* _Estratto del documento_:
Turchia, violenze e morti di piazza. La testimonianza: no autoritarismo politico
In Turchia, nella notte ci sono stati nuovi duri scontri fra manifestanti e polizia
ad Ankara, Istanbul, Smirne e in altre città del Paese: ad Antiochia, vicino al confine
con la Siria, un giovane è stato ucciso da una pallottola alla testa. La protesta
è cominciata contro i lavori al parco Gezi, accanto a piazza Taksim dov’è in cantiere
un centro commerciale, ma poi si è diretta contro il governo. In assenza di Erdogan,
in visita ufficiale nel Maghreb, il vicepremier Arinc ha lanciato un appello alla
calma. Il presidente Gul ha ammesso che le proteste iniziali erano “giuste e legittime”
e si è scusato con i giovani “vittime di violenze”, mentre “manifestavano in difesa
dell'ambiente”. Amnesty International conta oltre 2000 manifestanti feriti in diverse
città, mentre secondo il governo tra i feriti ci sono 244 poliziotti e solo 64 manifestanti.

* _Estratto dei dati_:
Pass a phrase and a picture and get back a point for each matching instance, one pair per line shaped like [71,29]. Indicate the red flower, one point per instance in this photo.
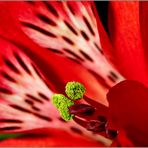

* _Compiti da svolgere_:
1. Nell'articolo sulle proteste in Turchia, quanti manifestanti feriti conta Amnesty International?
2. Stampa dall'articolo sulle proteste in Turchia la parte che si apre con le parole contenenti "e si è scusato" e si chiude con "solo 64 manifestanti.".
3. Procedi con il seguito dell'articolo sulle proteste in Turchia a partire da dove si interrompe.
I dati costituiscono materiale a sé, distinto dall'articolo.

* _Risultati finali_:
1. Oltre 2000 manifestanti feriti, in diverse città.

2.
e si è scusato con i giovani “vittime di violenze”, mentre “manifestavano in difesa
dell'ambiente”. Amnesty International conta oltre 2000 manifestanti feriti in diverse
città, mentre secondo il governo tra i feriti ci sono 244 poliziotti e solo 64 manifestanti.

3.
Fausta Speranza ha raggiunto telefonicamente a Istanbul Giuseppe di Donna,
in Turchia per motivi di studio:
R. – Ieri, per
piazza Taksim girava un comunicato con il quale si chiedeva che Gezi Park fosse lasciato
intatto, non fosse toccato, perché sostanzialmente è stato l’origine di questa protesta.
Ma si chiedevano anche le dimissioni del sindaco di Istanbul e dei rappresentanti
del governo, che avevano dato ordine alla polizia di reagire in questa maniera e si
chiedeva il rilascio incondizionato di tutti i manifestanti che sono stati fermati
e arrestati in questo frangente. Quindi, in questo momento, diciamo che l’intento
principale della protesta è arrivare al raggiungimento di questi obiettivi.
D.
– Quali sono le frasi che si sentono contro Erdogan?
R. – Si chiedono anzitutto
le dimissioni. Dappertutto, c’è questo urlo: dimissioni, dimissioni, dimissioni. E
poi questa non è una protesta contro l’islam, non è una protesta di laici contro islamici.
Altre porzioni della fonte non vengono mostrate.